*Selected extract*
Any advice or help solving this issue so evaluation is allowed on MacOS would be great.

Issue when generating samples

When I try to use below command:
bash scripts/generate.weather.lstm.sh

I get this error:

 File "/home/mrigank/miniconda3/bin/fairseq-generate", line 33, in <module>
   sys.exit(load_entry_point('fairseq', 'console_scripts', 'fairseq-generate')())
 File "/home/mrigank/code/TreeNLG/fairseq/fairseq_cli/generate.py", line 285, in cli_main
   main(args)
 File "/home/mrigank/code/TreeNLG/fairseq/fairseq_cli/generate.py", line 38, in main
   return _main(args, sys.stdout)
 File "/home/mrigank/code/TreeNLG/fairseq/fairseq_cli/generate.py", line 126, in _main
   generator = task.build_generator(models, args)
TypeError: build_generator() takes 2 positional arguments but 3 were given
Args ::  Namespace(order_constr=False, tsv='scripts/tmp/tsv')

*Data entries*
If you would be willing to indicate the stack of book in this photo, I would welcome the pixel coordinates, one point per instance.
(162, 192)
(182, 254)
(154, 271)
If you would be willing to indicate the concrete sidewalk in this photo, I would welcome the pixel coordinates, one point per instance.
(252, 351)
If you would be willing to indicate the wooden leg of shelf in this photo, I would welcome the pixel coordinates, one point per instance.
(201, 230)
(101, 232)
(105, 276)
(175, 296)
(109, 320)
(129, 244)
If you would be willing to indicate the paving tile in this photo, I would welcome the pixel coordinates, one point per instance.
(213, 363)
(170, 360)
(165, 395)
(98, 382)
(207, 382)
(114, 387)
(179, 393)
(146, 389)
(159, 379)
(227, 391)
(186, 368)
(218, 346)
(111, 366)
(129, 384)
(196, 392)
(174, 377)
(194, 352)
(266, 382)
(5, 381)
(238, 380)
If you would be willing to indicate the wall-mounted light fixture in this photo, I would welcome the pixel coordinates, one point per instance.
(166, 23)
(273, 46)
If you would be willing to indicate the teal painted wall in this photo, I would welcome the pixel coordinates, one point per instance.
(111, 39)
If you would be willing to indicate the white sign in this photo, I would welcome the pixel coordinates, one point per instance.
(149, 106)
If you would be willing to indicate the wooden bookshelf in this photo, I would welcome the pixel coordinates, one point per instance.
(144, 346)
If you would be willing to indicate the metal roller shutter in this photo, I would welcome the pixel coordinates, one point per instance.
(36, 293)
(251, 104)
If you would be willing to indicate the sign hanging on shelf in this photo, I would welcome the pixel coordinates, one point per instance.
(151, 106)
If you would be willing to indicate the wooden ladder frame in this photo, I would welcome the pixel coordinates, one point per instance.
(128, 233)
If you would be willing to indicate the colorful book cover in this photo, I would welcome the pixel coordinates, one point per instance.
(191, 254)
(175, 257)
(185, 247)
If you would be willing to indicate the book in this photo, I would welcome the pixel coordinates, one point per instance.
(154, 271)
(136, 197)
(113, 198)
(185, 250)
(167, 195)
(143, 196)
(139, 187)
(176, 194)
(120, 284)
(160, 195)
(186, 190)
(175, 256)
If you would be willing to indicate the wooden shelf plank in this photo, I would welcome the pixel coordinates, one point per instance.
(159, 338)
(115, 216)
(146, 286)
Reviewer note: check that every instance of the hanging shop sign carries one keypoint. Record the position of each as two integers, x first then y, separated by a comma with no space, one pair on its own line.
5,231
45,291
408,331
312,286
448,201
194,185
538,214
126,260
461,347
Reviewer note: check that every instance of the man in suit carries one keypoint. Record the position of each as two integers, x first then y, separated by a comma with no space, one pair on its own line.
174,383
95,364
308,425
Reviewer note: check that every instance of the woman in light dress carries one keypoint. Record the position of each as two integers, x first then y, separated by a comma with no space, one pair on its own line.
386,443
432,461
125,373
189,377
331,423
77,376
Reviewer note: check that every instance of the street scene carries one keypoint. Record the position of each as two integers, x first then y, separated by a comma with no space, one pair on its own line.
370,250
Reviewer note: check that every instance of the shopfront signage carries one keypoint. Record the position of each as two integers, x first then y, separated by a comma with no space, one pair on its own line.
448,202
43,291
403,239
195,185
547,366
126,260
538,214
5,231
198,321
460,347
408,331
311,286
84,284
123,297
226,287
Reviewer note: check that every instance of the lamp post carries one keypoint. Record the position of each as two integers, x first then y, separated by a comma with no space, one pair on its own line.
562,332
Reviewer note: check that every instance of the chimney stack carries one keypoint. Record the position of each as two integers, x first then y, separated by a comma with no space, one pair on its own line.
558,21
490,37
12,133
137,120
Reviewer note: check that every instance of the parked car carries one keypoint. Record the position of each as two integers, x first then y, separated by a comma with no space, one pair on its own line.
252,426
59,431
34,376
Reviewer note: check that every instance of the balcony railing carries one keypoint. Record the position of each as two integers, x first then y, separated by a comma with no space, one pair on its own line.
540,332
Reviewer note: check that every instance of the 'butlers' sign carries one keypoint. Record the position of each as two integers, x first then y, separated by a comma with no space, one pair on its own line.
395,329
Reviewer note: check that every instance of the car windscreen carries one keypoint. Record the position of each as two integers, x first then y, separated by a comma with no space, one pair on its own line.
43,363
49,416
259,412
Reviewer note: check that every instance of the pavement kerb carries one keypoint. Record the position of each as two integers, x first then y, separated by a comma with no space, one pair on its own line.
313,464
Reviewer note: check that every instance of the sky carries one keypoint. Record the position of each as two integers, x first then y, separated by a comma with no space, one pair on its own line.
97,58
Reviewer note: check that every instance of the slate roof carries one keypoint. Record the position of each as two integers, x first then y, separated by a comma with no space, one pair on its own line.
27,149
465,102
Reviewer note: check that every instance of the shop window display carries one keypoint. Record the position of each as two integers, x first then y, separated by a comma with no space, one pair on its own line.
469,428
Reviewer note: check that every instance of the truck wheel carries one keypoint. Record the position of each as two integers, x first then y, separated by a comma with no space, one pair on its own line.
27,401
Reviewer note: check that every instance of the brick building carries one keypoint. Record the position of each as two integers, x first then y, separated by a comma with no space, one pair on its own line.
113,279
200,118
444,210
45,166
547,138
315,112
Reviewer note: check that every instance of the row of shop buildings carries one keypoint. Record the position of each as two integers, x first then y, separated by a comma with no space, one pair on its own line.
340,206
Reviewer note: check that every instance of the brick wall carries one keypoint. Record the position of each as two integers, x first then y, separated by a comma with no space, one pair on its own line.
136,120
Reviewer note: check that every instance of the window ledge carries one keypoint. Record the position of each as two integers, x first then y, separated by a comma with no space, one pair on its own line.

*To be done*
[1] In the forum thread, what does the TypeError say about build_generator()?
[2] List every name that follows the word "in" at the end of the lines that begin with "File" in the forum thread.
[3] Rewrite the paragraph of the forum thread that begins "When I try to use below command" as one shorter sentence.

*Results of the exercise*
[1] build_generator() takes 2 positional arguments but 3 were given.

[2] <module>, cli_main, main, _main

[3] The problem occurs when running bash scripts/generate.weather.lstm.sh.